─── Listed entries ───

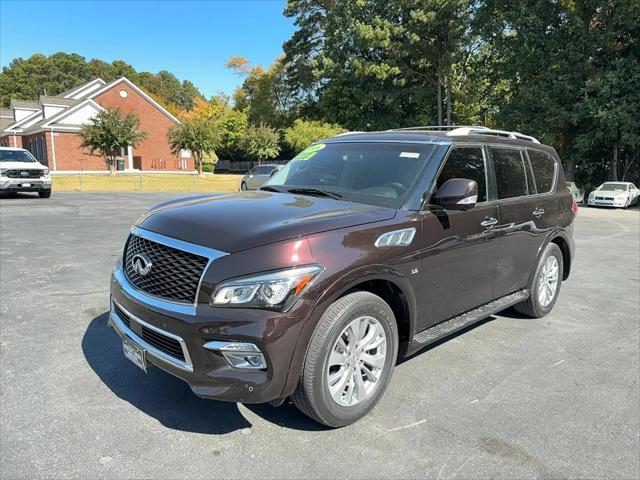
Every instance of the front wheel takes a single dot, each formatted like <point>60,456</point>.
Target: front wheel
<point>544,287</point>
<point>349,360</point>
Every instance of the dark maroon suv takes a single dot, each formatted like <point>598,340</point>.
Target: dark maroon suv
<point>364,248</point>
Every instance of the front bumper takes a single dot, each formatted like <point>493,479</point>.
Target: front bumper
<point>25,184</point>
<point>192,326</point>
<point>607,203</point>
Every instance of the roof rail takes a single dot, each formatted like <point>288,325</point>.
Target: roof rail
<point>435,127</point>
<point>489,131</point>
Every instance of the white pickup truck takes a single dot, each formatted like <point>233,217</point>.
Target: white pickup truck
<point>21,172</point>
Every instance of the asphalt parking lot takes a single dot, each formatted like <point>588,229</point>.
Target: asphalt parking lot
<point>511,398</point>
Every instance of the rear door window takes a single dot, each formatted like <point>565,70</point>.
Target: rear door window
<point>544,170</point>
<point>511,179</point>
<point>466,162</point>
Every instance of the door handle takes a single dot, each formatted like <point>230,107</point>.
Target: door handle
<point>489,222</point>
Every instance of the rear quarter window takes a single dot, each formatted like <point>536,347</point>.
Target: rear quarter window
<point>511,179</point>
<point>544,170</point>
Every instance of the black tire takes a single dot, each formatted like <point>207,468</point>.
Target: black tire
<point>312,394</point>
<point>532,306</point>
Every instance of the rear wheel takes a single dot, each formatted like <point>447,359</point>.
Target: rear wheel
<point>545,284</point>
<point>349,361</point>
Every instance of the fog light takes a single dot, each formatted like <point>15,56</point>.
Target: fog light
<point>239,354</point>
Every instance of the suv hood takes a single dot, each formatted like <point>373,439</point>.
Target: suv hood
<point>22,165</point>
<point>239,221</point>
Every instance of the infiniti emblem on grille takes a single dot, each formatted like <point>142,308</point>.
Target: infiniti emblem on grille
<point>141,264</point>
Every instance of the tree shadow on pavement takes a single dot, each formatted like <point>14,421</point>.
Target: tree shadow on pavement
<point>167,398</point>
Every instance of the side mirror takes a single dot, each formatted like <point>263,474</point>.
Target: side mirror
<point>457,194</point>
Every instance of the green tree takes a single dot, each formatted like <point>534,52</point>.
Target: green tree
<point>41,75</point>
<point>304,132</point>
<point>374,65</point>
<point>265,94</point>
<point>261,142</point>
<point>198,136</point>
<point>568,73</point>
<point>109,132</point>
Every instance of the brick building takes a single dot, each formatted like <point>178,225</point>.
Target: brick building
<point>49,128</point>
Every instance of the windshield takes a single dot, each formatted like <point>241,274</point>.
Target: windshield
<point>380,174</point>
<point>16,156</point>
<point>616,187</point>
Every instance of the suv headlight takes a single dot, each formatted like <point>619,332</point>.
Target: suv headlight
<point>276,290</point>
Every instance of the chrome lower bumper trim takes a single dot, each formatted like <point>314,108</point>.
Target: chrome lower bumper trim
<point>117,323</point>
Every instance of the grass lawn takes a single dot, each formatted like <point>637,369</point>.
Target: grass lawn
<point>146,182</point>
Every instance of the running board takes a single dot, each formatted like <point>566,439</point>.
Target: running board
<point>455,324</point>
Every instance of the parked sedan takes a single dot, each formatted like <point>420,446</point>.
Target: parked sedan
<point>576,193</point>
<point>257,176</point>
<point>614,194</point>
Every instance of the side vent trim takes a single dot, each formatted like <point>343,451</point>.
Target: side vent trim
<point>396,238</point>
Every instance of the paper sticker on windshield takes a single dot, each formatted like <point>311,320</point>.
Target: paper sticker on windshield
<point>309,152</point>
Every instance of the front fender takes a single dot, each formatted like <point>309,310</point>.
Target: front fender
<point>337,288</point>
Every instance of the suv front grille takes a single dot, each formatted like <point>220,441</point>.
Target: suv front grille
<point>164,343</point>
<point>27,173</point>
<point>174,275</point>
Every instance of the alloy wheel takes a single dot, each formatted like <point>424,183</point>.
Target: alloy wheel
<point>356,361</point>
<point>548,281</point>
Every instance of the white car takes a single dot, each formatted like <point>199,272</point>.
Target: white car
<point>21,172</point>
<point>614,194</point>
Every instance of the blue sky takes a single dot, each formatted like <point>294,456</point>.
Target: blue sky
<point>191,39</point>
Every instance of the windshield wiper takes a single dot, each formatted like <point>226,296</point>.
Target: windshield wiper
<point>315,191</point>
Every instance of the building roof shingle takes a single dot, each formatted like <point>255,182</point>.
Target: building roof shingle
<point>50,100</point>
<point>24,104</point>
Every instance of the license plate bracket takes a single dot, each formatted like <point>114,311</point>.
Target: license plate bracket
<point>136,354</point>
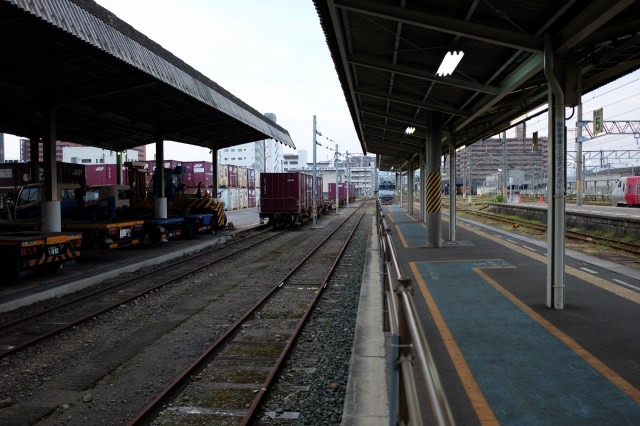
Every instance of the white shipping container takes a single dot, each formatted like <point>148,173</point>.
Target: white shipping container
<point>242,177</point>
<point>223,176</point>
<point>230,198</point>
<point>243,198</point>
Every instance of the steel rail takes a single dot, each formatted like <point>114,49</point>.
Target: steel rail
<point>146,415</point>
<point>5,329</point>
<point>301,323</point>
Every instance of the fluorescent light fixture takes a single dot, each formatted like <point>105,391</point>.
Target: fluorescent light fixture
<point>449,63</point>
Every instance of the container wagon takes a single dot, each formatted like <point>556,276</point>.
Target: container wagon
<point>286,198</point>
<point>25,252</point>
<point>342,193</point>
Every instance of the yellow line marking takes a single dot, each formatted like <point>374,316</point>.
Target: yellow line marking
<point>594,362</point>
<point>477,398</point>
<point>616,289</point>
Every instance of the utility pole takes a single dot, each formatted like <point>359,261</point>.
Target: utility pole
<point>315,189</point>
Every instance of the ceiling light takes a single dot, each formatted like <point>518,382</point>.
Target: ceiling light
<point>449,63</point>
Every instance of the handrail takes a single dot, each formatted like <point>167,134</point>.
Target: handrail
<point>409,345</point>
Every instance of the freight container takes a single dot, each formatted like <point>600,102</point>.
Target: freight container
<point>197,172</point>
<point>223,176</point>
<point>242,177</point>
<point>151,166</point>
<point>229,196</point>
<point>251,178</point>
<point>342,192</point>
<point>233,175</point>
<point>285,198</point>
<point>15,175</point>
<point>243,198</point>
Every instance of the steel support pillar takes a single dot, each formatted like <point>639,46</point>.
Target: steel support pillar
<point>119,168</point>
<point>452,189</point>
<point>401,187</point>
<point>51,215</point>
<point>161,199</point>
<point>410,172</point>
<point>433,153</point>
<point>214,166</point>
<point>579,166</point>
<point>556,181</point>
<point>34,148</point>
<point>422,187</point>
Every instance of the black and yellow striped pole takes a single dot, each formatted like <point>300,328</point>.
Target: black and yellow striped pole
<point>433,207</point>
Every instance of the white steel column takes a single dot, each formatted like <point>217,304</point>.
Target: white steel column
<point>556,182</point>
<point>452,189</point>
<point>410,172</point>
<point>422,187</point>
<point>434,184</point>
<point>161,199</point>
<point>50,210</point>
<point>214,165</point>
<point>579,166</point>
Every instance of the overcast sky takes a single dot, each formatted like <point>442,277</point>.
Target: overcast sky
<point>273,55</point>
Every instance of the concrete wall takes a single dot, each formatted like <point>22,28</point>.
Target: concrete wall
<point>619,226</point>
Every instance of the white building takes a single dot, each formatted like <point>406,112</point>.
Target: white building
<point>93,155</point>
<point>265,155</point>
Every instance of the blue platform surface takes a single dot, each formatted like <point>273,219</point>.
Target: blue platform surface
<point>506,357</point>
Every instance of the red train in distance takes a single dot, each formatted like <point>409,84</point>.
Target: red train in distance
<point>342,192</point>
<point>626,192</point>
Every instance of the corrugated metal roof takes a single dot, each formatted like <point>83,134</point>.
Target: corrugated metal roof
<point>100,29</point>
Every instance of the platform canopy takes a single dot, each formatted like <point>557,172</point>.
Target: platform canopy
<point>387,52</point>
<point>108,84</point>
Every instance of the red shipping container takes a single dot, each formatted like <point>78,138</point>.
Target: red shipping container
<point>233,175</point>
<point>15,175</point>
<point>285,192</point>
<point>251,178</point>
<point>342,191</point>
<point>319,196</point>
<point>198,172</point>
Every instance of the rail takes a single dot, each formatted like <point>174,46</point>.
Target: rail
<point>409,345</point>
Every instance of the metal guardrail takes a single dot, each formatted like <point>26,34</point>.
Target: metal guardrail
<point>408,344</point>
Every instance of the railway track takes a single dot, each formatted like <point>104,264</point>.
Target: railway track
<point>618,245</point>
<point>230,379</point>
<point>24,332</point>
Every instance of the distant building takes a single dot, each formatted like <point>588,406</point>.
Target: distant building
<point>25,150</point>
<point>264,155</point>
<point>295,161</point>
<point>93,155</point>
<point>488,162</point>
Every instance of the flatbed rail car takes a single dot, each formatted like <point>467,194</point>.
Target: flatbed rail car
<point>25,252</point>
<point>287,198</point>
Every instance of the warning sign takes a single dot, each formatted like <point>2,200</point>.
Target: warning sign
<point>598,121</point>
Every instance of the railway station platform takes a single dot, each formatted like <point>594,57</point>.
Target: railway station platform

───

→ **Required work**: Rewrite the material as a numbered list, starting at the line that contains "Every instance of the green" and ending after the line that contains "<point>455,324</point>". Leave out any blank lines.

→ **Response to this task**:
1. Every instance of the green tree takes a single dot, each formatted like <point>534,52</point>.
2. Target: green tree
3. <point>41,75</point>
4. <point>304,132</point>
5. <point>374,65</point>
6. <point>265,94</point>
7. <point>261,142</point>
8. <point>198,136</point>
9. <point>568,73</point>
10. <point>109,132</point>
11. Every instance of the brick building takes a single dot, each formatted like <point>178,225</point>.
12. Target: brick building
13. <point>49,128</point>
14. Every instance of the windshield takes a single dot, each formatted like <point>241,274</point>.
15. Target: windshield
16. <point>380,174</point>
17. <point>16,156</point>
18. <point>616,187</point>
19. Every instance of the suv headlight takes a single dot, each formatted like <point>619,332</point>.
20. Target: suv headlight
21. <point>276,290</point>
22. Every instance of the chrome lower bumper trim takes a single dot, each formatted like <point>314,108</point>.
23. Target: chrome lower bumper trim
24. <point>117,323</point>
25. Every instance of the grass lawn takes a single dot, each formatted like <point>637,369</point>.
26. Target: grass lawn
27. <point>146,182</point>
28. Every instance of the running board takes a single dot, each formatted like <point>566,439</point>.
29. Target: running board
30. <point>455,324</point>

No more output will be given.